■ Document text:
Mikio Naruse made three films in the year before this one, and I’m willing to bet at least one of those is equally brilliant, because he was very much on form this decade. A lot of his work was adapted from the writing of Fumiko Hayashi, but she is not the source for this one but rather the Nobel Prize-winning novelist Yasunari Kawabata, though it uses a lot of the same key cast as Naruse’s earlier film.
This is some film, one of Mikio Naruse’s finest, and I don’t want to attribute all of its success to one person, because it’s made with such sensitivity by everyone involved, but Setsuko Hara must be considered pretty central to that. Partly it’s the role she’s playing, a wife shunned by her husband (who is having an affair with a younger woman), but Hara is expert at making it not just a tragic account of this woman, but a far more rounded and nuanced portrait of familial relationships, in which Hara’s character is not to be pitied, but instead a really developed character whose motivations and actions cut against the expectations of her society and her family. I just find her every expression to be that little bit heartbreaking (not unlike in Tokyo Story, where she proved that sometimes smiling cheerfully is the saddest emotion of all). The film itself is framed by her father-in-law (So Yamamura), who is disappointed in his son (Ken Uehara) and just trying to understand Hara’s situation and consider what is best for her, which is why his reaction to news of her abortion is both so deeply felt and also so unusual in a film of this era. Surely a masterpiece of Japanese cinema, and I still have so many Naruse films yet to watch.
Director Mikio Naruse 成瀬巳喜男; Writer Yoko Mizuki 水木洋子 (baed on the novel by Yasunari Kawabata 川端康成); Cinematographer Masao Tamai 玉井正夫; Starring Setsuko Hara 原節子, Ken Uehara 上原謙, So Yamamura 山村聰, Yoko Sugi 杉葉子; Length 96 minutes.
Seen at home (DVD), London, Sunday 13 January 2019.
I went back to YouTube recently to look up this film by Kinuyo Tanaka, the second woman to direct feature films in Japan and herself an acclaimed actor of some renown. I was inspired by the writing of critic Cathy Brennan, who has herself written far longer and better pieces about the actor/director for Another Gaze magazine, and the Screen Queens blog. Sadly, there are few opportunities to watch Tanaka’s films currently, which is surprising given her fame as an actor and the recent interest in women’s filmmaking, but one can dream of proper releases one day I suppose.

■ Tasks and exercises:
1. List the actors named as starring in the credits of the film reviews.
2. According to the film reviews, where and when was the Naruse film seen?
3. Resume the film reviews after their last sentence.
The lines that come next have nothing to do with the film reviews.

■ Entries shown:

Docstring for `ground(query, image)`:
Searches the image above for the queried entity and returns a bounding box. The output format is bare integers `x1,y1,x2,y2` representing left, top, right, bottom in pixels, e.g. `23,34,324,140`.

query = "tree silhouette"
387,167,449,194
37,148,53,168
--
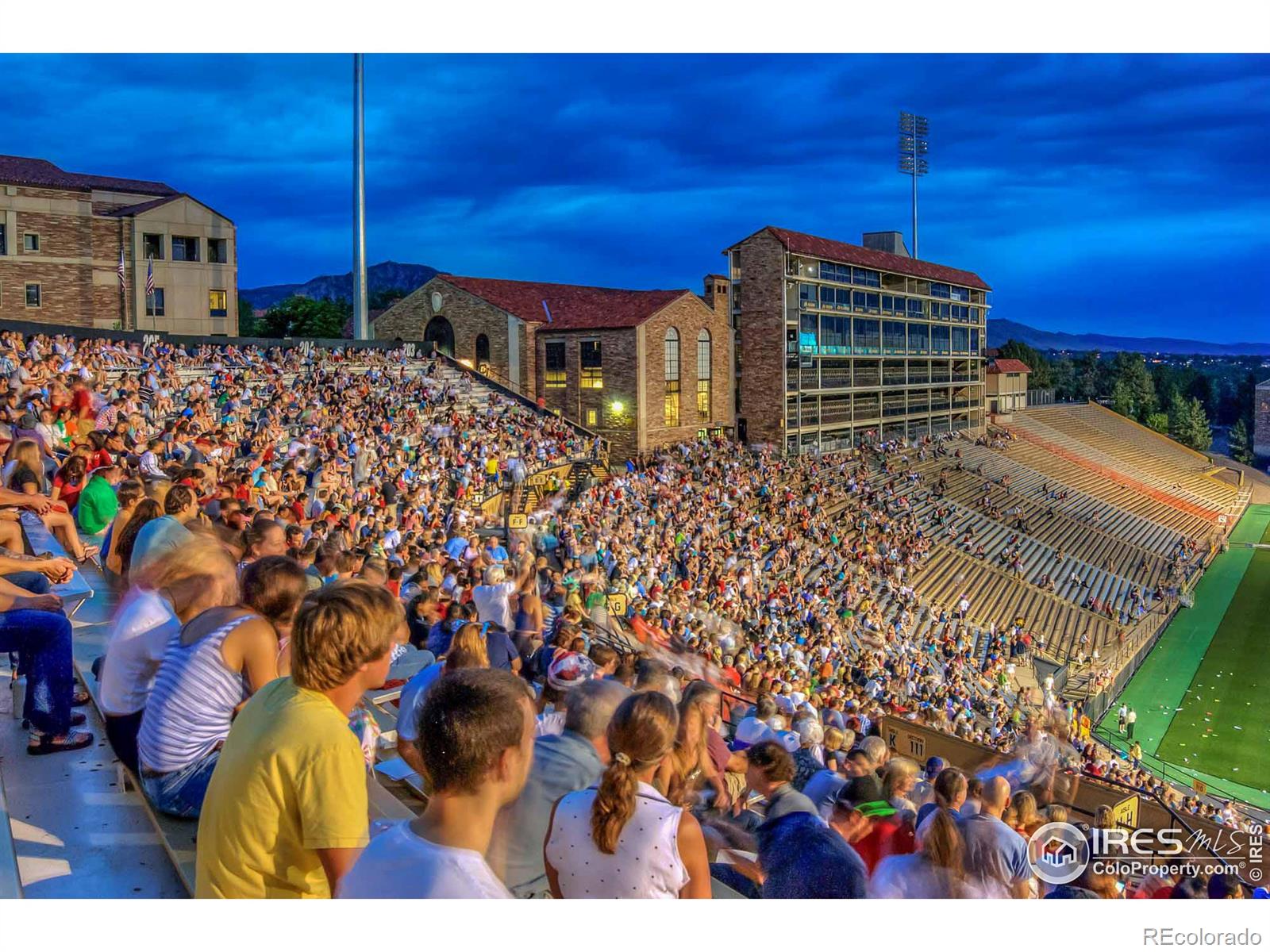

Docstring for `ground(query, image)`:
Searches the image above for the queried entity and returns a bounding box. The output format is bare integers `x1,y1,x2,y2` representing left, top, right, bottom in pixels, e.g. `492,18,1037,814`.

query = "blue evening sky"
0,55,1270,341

■ Solved problems:
1. Setsuko Hara, Ken Uehara, So Yamamura, Yoko Sugi

2. At home on DVD in London, on Sunday 13 January 2019.

3.
I’ve watched a number of mid-20th century Japanese films recently, but I haven’t seen any quite like this film, one of the handful directed by acclaimed actor Kinuyo Tanaka — and perhaps it’s her perspective that makes a telling difference, or that of celebrated screenwriter Sumie Tanaka (no relation), who also wrote most of Mikio Naruse’s greatest works during the same decade. It’s just that I hadn’t seen many films that deal fairly frankly not just with a difficult relationship — in this case young housewife and budding poet Fumiko (played by Yumeji Tsukioka and based on a real figure) being pushed away by her philandering husband — but also with her subsequent breast cancer diagnosis which gives the film its memorable title. It is, ultimately, a weepie of sorts, with a grand melodramatic arc that deals with this woman turning her back on love, before admitting into her life a big city journalist (well, she lives in Hokkaido and the journalist is from Tokyo), as she tries to recover from her mastectomy in a Japanese hospital while still writing poetry. There are big emotions, but also some delicate observation too, and it’s a film that shows plenty of care in its creation, only a few years after Kurosawa made the rather better known cancer drama Ikiru.
Director Kinuyo Tanaka 田中絹代; Writer Sumie Tanaka 田中澄江 (based on the article by Akira Wakatsuki 若月彰, and the poetry collections 乳房喪失 and 花の原型 by Fumiko Nakajo 城ふみ子); Cinematographer Kumenobu Fujioka 藤岡粂信; Starring Yumeji Tsukioka 月丘夢路, Ryoji Hayama 葉山 良二, Masayuki Mori 森雅之, Yoko Sugi 杉葉子; Length 109 minutes.
Seen at home (YouTube), London, Sunday 19 April 2020.